> Set problem A
Answer these questions from the Ngawha article:
(i) Since what date have the kaitiaki been camping at the main entrance to the construction site?
(ii) To what figure have estimates for the new prison risen?
(iii) How many people arrested on June 4 had charges against them dropped?

> Given passage
# # # # # # #

Pakeha Support Ngawha

Kaitiaki at the noho rangimarie at Ngawha have weathered 200 consecutive days of passive resistance to the desecration of their whenua.

Kaitiaki have been camping in an area between two fences at the main entrance to the construction site since December 6 last year.

An army of earthmoving machinery has been at work for an astonishing 18 months, in an attempt to prepare a viable building platform in the old lakebed site. A nearby hill has been flattened to provide fill, but foundations have still not been laid.

Estimates for the new prison have risen from $80 million to $137 million.

A select committee review of the project found irregularities in the contracts which meant the department will absorb costs caused by unexpected environmental conditions.

The 200-day milestone was passed on Monday with the prospect of eviction imminent after Department of Corrections senior staff unilaterally withdrew from an agreement brokered last year which allowed protesters to occupy.

The condition to this agreement was that work at the site would not be disrupted. The pact also saw police drop charges against 37 people arrested on June 4 last year.

Despite the fact that those at the noho rangimarie have not disrupted work at the site, project leader John Hamilton has called for the eviction.

# # # # # # #

> Rows
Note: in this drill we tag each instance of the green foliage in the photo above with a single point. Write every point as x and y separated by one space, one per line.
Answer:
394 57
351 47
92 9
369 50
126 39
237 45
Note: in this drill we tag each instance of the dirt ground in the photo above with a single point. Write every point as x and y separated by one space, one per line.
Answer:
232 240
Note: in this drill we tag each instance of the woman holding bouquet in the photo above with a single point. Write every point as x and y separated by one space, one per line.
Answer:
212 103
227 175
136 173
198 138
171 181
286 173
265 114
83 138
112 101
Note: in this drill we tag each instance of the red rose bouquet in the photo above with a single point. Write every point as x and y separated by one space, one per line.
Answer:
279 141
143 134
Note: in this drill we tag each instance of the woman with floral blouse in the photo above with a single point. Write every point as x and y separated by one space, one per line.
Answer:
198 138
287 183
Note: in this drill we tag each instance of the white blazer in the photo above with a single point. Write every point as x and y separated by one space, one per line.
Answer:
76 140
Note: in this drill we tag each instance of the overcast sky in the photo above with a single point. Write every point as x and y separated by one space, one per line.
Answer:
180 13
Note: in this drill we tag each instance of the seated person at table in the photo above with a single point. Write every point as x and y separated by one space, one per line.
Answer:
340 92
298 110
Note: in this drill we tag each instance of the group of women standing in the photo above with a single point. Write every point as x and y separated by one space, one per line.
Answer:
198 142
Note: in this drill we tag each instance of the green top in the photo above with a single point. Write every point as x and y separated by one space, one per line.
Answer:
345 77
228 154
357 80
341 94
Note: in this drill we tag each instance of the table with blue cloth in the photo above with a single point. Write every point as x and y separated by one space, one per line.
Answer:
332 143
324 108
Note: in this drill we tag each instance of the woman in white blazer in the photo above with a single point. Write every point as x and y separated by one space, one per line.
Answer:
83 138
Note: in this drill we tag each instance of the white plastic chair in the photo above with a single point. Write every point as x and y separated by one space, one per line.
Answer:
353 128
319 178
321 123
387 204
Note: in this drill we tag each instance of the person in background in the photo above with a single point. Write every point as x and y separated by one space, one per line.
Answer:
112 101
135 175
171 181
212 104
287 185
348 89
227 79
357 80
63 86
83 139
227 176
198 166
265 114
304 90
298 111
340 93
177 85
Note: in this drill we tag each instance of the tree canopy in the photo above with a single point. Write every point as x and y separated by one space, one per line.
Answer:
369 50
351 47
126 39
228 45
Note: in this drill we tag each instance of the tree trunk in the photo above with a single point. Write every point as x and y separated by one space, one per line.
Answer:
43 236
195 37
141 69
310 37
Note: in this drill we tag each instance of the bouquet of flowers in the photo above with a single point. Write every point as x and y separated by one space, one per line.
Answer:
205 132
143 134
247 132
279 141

# # # # # # #

> Set problem B
In the rows, copy everything verbatim from the line that contains "Note: in this drill we tag each instance of the bouquet" through the last line of the rows.

> Full response A
(i) December 6 last year
(ii) $137 million
(iii) 37

> Full response B
Note: in this drill we tag each instance of the bouquet of flowers in the photo above with a single point. Write every point as x and y separated by one space, one per line.
Answer:
205 132
143 134
247 132
279 141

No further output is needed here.